--- Material for this task Enclosed Below ---
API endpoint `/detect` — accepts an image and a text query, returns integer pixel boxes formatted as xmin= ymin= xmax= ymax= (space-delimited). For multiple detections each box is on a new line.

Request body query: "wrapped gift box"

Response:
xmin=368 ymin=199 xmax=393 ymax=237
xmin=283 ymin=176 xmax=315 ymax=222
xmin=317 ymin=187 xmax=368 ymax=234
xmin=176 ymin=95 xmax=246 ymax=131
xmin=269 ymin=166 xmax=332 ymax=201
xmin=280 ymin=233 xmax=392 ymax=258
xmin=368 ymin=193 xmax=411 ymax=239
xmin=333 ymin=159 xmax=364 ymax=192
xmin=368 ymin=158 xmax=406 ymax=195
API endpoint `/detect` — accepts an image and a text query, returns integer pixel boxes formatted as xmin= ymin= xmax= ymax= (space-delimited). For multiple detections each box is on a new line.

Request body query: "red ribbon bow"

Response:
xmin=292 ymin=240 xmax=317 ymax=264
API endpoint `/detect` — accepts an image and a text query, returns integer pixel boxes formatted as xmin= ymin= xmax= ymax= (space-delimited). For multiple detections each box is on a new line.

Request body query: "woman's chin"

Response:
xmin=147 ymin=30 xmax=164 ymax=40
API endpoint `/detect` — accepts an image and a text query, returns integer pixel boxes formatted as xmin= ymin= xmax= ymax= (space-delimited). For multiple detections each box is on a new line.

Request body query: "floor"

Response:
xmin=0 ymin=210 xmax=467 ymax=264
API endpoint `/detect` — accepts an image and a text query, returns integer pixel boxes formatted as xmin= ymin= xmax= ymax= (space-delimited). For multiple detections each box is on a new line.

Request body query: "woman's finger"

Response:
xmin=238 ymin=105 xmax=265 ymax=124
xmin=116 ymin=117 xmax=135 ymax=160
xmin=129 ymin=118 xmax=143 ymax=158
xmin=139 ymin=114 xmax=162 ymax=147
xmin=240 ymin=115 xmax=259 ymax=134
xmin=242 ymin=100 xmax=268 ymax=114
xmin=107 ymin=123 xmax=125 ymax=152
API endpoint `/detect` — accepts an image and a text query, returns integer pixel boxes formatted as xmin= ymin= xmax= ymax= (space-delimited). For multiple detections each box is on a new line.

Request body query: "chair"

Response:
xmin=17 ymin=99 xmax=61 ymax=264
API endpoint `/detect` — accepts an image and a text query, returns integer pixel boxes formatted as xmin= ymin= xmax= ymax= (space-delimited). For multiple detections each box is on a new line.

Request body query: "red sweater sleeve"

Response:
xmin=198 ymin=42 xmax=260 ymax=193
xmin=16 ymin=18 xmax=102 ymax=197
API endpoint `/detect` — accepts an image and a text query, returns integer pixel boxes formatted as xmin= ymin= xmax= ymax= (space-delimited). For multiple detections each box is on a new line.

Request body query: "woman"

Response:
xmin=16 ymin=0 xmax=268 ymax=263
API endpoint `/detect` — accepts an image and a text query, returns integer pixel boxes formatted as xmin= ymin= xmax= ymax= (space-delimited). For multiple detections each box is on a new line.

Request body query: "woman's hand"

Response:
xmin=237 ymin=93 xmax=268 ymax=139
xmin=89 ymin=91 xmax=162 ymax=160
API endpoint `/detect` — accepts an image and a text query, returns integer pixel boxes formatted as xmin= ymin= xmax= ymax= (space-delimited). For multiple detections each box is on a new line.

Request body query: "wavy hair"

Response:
--- End of Enclosed Material for this task ---
Retyping the whole listing exactly is the task here.

Answer below:
API endpoint `/detect` — accepts an image and a text query, returns integer pixel boxes formatted as xmin= ymin= xmax= ymax= (space-delimited). For multiple detections each box is on a new line.

Request body query: "wrapped gift box"

Response:
xmin=368 ymin=199 xmax=393 ymax=237
xmin=283 ymin=176 xmax=315 ymax=222
xmin=317 ymin=187 xmax=368 ymax=234
xmin=176 ymin=95 xmax=246 ymax=131
xmin=269 ymin=166 xmax=332 ymax=201
xmin=280 ymin=233 xmax=392 ymax=258
xmin=368 ymin=193 xmax=411 ymax=239
xmin=333 ymin=159 xmax=364 ymax=192
xmin=368 ymin=158 xmax=406 ymax=195
API endpoint `/detect` — accepts an image and a text query, returns integer pixel boxes formatted as xmin= ymin= xmax= ymax= (space-delimited). For multiple detections each box is on a new line.

Request body query: "red ribbon bow"

Response:
xmin=292 ymin=240 xmax=317 ymax=264
API endpoint `/detect` — accepts an image and a text query, returns integer pixel boxes formatted as xmin= ymin= xmax= ymax= (space-delimited). For multiple detections each box is on a new line.

Request body query: "woman's chin"

Response:
xmin=147 ymin=30 xmax=164 ymax=40
API endpoint `/detect` — accepts an image and a text query, returns integer pixel boxes formatted as xmin= ymin= xmax= ymax= (space-delimited). For multiple detections each box is on a new line.

Request body query: "floor"

Response:
xmin=0 ymin=210 xmax=467 ymax=264
API endpoint `/detect` — accepts an image and a text query, returns integer pixel boxes formatted as xmin= ymin= xmax= ymax= (space-delimited). For multiple detections each box is on a new line.

Request body query: "woman's finger"

Response:
xmin=238 ymin=105 xmax=265 ymax=124
xmin=116 ymin=117 xmax=135 ymax=160
xmin=129 ymin=118 xmax=143 ymax=158
xmin=139 ymin=114 xmax=162 ymax=147
xmin=240 ymin=115 xmax=259 ymax=134
xmin=242 ymin=100 xmax=268 ymax=114
xmin=107 ymin=123 xmax=125 ymax=152
API endpoint `/detect` — accepts an image and a text query, returns integer pixel boxes formatted as xmin= ymin= xmax= ymax= (space-delimited). For multiple detections each box is on a new line.

Request body query: "chair"

Response:
xmin=17 ymin=99 xmax=61 ymax=264
API endpoint `/detect` — accepts an image and a text query, returns integer pixel boxes formatted as xmin= ymin= xmax= ymax= (space-delimited). For multiple detections each box is on a new line.

Request body query: "red sweater sleeve"

Response:
xmin=198 ymin=42 xmax=260 ymax=193
xmin=16 ymin=18 xmax=102 ymax=197
API endpoint `/detect` — accepts an image and a text query, returns integer pixel boxes formatted as xmin= ymin= xmax= ymax= (space-delimited). For multiple detections each box is on a new line.

Request body query: "woman"

Response:
xmin=16 ymin=0 xmax=268 ymax=263
API endpoint `/detect` — accepts an image and a text query, returns integer pixel boxes formatted as xmin= ymin= xmax= ymax= (space-delimited). For multiple detections each box is on a new line.

Request body query: "woman's hand"

Response:
xmin=237 ymin=93 xmax=268 ymax=139
xmin=89 ymin=91 xmax=162 ymax=160
API endpoint `/detect` — accepts an image and a text query, returns integer pixel boxes formatted as xmin= ymin= xmax= ymax= (space-delimited). For multiple detections each box is on a new line.

Request body query: "wavy hair"

Response:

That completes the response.